TURKINESIA.NET – KOLOM. Butuh 44 hari bagi Azerbaijan untuk mengalahkan pasukan Armenia di Nagorno-Karabakh dan menjadikan Turki salah satu pemain fundamental di Kaukasus.
Dan hari ini, kekuatan Turki di kawasan itu sangat jelas.
Ucapan terima kasih kepada Ankara adalah yang pertama diucapkan oleh Presiden Azerbaijan Ilham Aliyev ketika dia dengan gembira mengumumkan gencatan senjata di TV bulan lalu.
Sebagai tanggapan, warga berbondong-bondong turun ke jalan dengan bendera Turki dan Azerbaijan, meneriakkan puji-pujian terhadap Ankara.
Dua hari kemudian, beberapa anggota oposisi terkemuka Azerbaijan menyampaikan surat terbuka kepada Presiden Turki Recep Tayyip Erdogan, mengesampingkan permasalahan politik mereka dengan Aliyev. Mereka meminta Turki untuk mengerahkan pasukan permanen ke kota Shusha di Nagorno-Karabakh (Shushi dalam bahasa Armenia) yang baru-baru ini direbut oleh Baku, untuk melindungi daerah tersebut dari ancaman Rusia yang dirasakan.
Dan pada hari Kamis, Erdogan berdiri di samping Aliyev selama parade militer, merayakan kemenangan.
Seratus tahun setelah tentara Ottoman merebut Baku, Turki telah kembali ke Azerbaijan. Anda tidak akan bisa menebaknya dari curahan perasaan persaudaraan, tapi itu menandai perubahan yang mencolok dan tiba-tiba di negara ini.
--------------------------------
◆ **Daftar Soal**:
- A) Tulis ulang tanpa perubahan bagian kolom tentang Turki dan Azerbaijan, yaitu bentangan dari "Dan hari ini, kekuatan" sampai "militer, merayakan kemenangan.".
- B) Ringkas paragraf dalam kolom tentang Turki dan Azerbaijan yang diawali "Dua hari kemudian" menjadi daftar poin tanpa menghilangkan fakta utamanya.

Anotasi titik untuk foto
--------------------------------
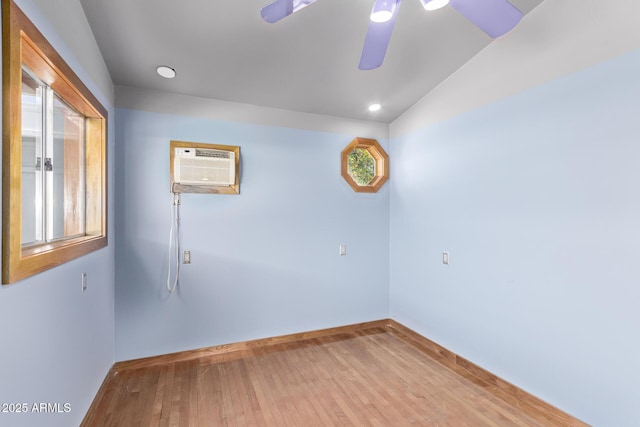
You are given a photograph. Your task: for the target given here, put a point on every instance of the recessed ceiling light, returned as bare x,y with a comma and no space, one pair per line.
434,4
166,72
383,10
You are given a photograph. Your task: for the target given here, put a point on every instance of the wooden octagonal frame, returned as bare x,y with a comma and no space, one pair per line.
382,165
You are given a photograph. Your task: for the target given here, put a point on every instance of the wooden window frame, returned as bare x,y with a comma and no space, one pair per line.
382,165
22,43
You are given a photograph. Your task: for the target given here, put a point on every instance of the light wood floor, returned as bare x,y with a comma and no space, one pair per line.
372,377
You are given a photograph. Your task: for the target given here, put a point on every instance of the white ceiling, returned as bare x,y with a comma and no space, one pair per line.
307,62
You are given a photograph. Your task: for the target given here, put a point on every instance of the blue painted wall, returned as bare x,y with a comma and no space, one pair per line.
265,262
57,342
536,199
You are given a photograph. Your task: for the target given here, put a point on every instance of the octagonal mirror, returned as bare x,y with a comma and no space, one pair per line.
365,165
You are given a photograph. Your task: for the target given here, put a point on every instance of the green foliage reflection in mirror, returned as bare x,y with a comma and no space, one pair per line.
361,166
365,165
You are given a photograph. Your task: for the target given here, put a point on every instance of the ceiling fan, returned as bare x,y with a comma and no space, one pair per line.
494,17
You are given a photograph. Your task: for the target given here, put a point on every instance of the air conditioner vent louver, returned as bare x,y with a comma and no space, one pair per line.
205,167
214,153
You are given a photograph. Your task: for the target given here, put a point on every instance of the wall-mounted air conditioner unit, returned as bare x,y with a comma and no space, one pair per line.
204,166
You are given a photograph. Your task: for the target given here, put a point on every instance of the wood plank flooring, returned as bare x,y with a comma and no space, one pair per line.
371,377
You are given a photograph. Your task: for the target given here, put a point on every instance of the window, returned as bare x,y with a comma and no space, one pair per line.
365,165
54,156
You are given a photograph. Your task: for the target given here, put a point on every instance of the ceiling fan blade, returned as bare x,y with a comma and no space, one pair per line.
377,41
494,17
279,9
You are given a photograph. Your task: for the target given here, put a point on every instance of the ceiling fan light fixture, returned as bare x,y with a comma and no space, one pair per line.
166,72
434,4
383,10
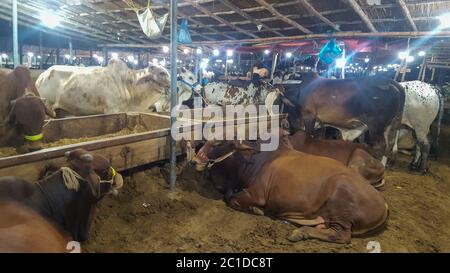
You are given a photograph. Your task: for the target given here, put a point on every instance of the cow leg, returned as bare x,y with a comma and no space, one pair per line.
243,201
425,151
60,113
416,160
335,234
309,122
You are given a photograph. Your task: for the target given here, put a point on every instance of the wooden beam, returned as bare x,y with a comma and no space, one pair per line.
355,6
96,8
79,23
31,14
407,14
249,18
312,10
346,34
223,21
282,17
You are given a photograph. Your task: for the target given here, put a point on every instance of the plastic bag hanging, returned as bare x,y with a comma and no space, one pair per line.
151,23
183,36
330,51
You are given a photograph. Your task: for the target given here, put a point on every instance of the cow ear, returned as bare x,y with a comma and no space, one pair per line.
241,146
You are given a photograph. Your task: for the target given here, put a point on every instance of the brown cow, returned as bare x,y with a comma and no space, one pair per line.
67,199
14,84
351,154
330,201
374,103
22,127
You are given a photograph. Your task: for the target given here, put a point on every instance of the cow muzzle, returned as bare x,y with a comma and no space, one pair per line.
32,143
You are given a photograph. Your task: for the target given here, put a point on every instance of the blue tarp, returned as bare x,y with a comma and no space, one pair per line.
183,36
330,51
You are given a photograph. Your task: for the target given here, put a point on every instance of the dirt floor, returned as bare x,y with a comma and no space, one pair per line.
147,217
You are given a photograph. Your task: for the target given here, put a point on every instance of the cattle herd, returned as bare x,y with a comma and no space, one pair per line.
327,187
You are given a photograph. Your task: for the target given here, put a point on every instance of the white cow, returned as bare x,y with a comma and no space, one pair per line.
102,90
423,103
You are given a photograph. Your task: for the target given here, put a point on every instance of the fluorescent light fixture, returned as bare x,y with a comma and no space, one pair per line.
340,63
50,19
445,21
403,55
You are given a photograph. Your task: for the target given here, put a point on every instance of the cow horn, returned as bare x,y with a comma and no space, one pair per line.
118,181
87,158
287,101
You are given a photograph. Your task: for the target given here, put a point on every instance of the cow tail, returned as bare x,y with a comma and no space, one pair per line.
402,96
439,117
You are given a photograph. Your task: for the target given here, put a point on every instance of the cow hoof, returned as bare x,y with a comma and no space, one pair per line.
413,167
257,211
379,184
297,235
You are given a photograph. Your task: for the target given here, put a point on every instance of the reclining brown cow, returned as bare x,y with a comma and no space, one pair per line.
351,154
330,201
44,216
23,126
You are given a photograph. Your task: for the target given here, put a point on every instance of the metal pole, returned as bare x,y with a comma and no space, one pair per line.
70,51
15,35
173,87
343,68
274,64
405,63
40,50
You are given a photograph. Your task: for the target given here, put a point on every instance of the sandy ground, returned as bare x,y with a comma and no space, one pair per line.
147,217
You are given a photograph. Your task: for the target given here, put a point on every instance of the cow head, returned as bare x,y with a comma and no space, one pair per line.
97,170
153,78
26,118
94,178
187,82
215,151
24,82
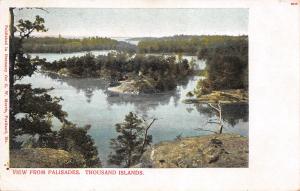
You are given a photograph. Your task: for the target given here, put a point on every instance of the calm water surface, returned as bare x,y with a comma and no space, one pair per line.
86,102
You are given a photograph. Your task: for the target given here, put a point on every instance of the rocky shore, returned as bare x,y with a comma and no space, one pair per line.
219,150
224,96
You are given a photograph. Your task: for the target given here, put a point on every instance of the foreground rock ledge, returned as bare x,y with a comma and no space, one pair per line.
225,150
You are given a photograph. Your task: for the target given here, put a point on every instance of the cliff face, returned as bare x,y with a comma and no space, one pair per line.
45,158
225,150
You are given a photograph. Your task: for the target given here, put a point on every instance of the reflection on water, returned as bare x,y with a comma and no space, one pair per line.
87,102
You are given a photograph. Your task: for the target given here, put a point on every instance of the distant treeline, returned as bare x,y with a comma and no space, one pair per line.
227,65
161,73
64,45
190,44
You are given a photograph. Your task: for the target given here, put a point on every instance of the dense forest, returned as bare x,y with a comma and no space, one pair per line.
160,72
226,65
63,45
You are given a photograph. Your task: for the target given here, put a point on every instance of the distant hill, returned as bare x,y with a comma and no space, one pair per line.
64,45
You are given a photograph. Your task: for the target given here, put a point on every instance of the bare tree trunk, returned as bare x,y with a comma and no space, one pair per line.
219,111
145,135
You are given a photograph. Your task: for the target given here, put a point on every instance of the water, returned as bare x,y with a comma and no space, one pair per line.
55,56
86,102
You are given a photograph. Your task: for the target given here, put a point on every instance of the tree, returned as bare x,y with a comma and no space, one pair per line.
219,121
131,141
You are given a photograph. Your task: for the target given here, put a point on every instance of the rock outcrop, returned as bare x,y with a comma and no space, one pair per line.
224,150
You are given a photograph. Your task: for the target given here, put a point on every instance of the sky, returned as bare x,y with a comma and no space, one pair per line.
78,22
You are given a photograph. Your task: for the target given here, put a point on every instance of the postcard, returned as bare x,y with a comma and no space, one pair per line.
149,95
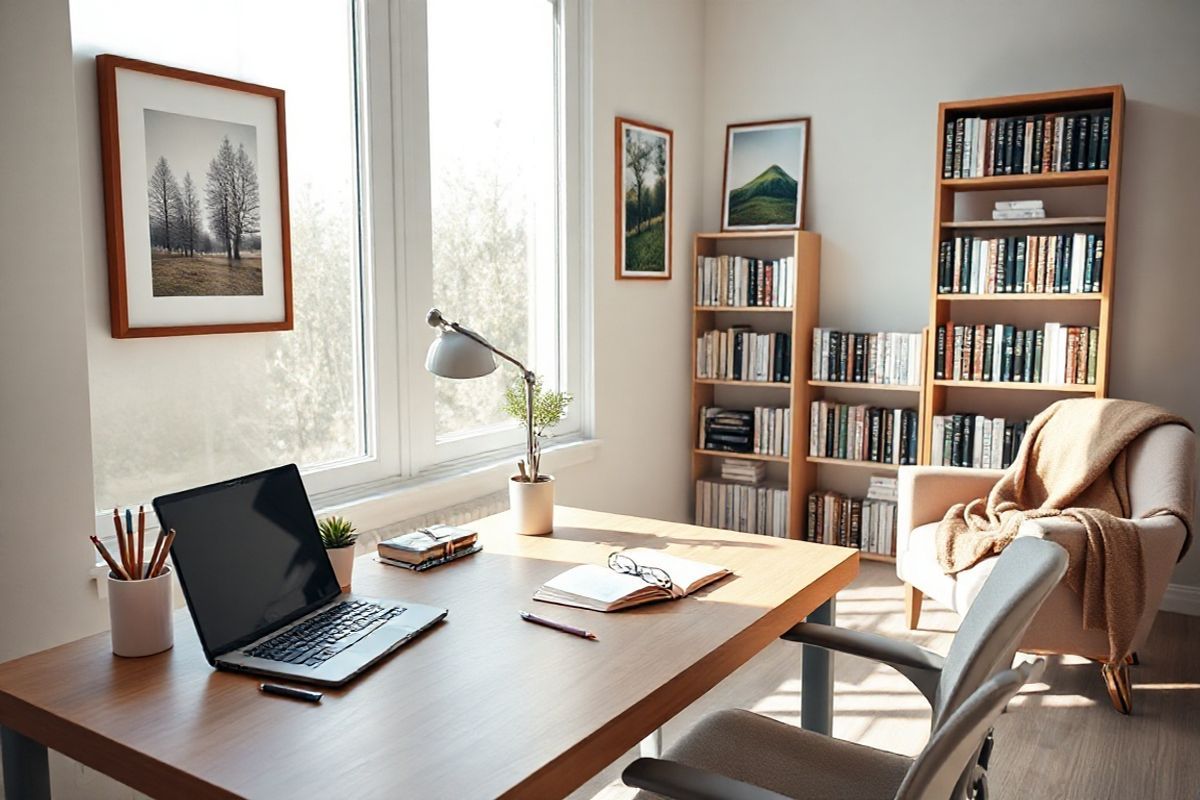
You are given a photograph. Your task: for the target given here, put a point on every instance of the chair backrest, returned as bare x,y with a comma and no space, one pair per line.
1025,575
1161,469
953,747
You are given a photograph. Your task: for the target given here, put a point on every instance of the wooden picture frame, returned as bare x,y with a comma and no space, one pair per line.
771,194
199,277
649,245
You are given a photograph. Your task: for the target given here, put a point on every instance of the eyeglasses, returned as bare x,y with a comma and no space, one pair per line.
652,575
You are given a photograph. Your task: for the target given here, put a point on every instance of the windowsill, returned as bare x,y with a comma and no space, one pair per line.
375,505
383,503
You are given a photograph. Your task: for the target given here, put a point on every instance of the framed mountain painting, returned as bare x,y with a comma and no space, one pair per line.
643,200
766,168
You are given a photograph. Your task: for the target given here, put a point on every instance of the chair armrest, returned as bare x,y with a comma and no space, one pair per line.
925,493
683,782
918,665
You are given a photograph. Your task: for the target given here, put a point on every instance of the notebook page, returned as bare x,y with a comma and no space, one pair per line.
685,573
597,583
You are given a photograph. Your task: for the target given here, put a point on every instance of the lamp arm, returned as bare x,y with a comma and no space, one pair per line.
531,380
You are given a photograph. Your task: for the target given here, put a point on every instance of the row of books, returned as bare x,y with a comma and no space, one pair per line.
742,354
1021,145
743,471
763,431
1059,263
1057,354
739,281
886,435
976,440
760,509
891,359
863,523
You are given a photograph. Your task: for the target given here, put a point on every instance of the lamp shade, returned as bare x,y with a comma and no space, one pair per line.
454,355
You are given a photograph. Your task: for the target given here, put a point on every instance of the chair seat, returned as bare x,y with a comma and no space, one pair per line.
787,759
918,565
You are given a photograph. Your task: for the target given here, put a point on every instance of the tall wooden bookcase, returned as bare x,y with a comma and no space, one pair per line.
796,471
958,209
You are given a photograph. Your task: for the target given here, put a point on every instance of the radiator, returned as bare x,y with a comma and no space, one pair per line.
456,515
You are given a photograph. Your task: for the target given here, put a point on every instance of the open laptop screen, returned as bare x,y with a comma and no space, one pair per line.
249,555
--------------------------------
◆ **Kunci Jawaban**:
- A)
Dan hari ini, kekuatan Turki di kawasan itu sangat jelas.
Ucapan terima kasih kepada Ankara adalah yang pertama diucapkan oleh Presiden Azerbaijan Ilham Aliyev ketika dia dengan gembira mengumumkan gencatan senjata di TV bulan lalu.
Sebagai tanggapan, warga berbondong-bondong turun ke jalan dengan bendera Turki dan Azerbaijan, meneriakkan puji-pujian terhadap Ankara.
Dua hari kemudian, beberapa anggota oposisi terkemuka Azerbaijan menyampaikan surat terbuka kepada Presiden Turki Recep Tayyip Erdogan, mengesampingkan permasalahan politik mereka dengan Aliyev. Mereka meminta Turki untuk mengerahkan pasukan permanen ke kota Shusha di Nagorno-Karabakh (Shushi dalam bahasa Armenia) yang baru-baru ini direbut oleh Baku, untuk melindungi daerah tersebut dari ancaman Rusia yang dirasakan.
Dan pada hari Kamis, Erdogan berdiri di samping Aliyev selama parade militer, merayakan kemenangan.

- B)
- Dua hari kemudian, beberapa anggota oposisi terkemuka Azerbaijan mengirim surat terbuka kepada Presiden Turki Recep Tayyip Erdogan.
- Mereka mengesampingkan permasalahan politik mereka dengan Aliyev.
- Mereka meminta Turki menempatkan pasukan permanen di Shusha (Shushi dalam bahasa Armenia). Kota di Nagorno-Karabakh itu baru-baru ini direbut oleh Baku.
- Tujuannya adalah melindungi daerah tersebut dari ancaman Rusia yang dirasakan.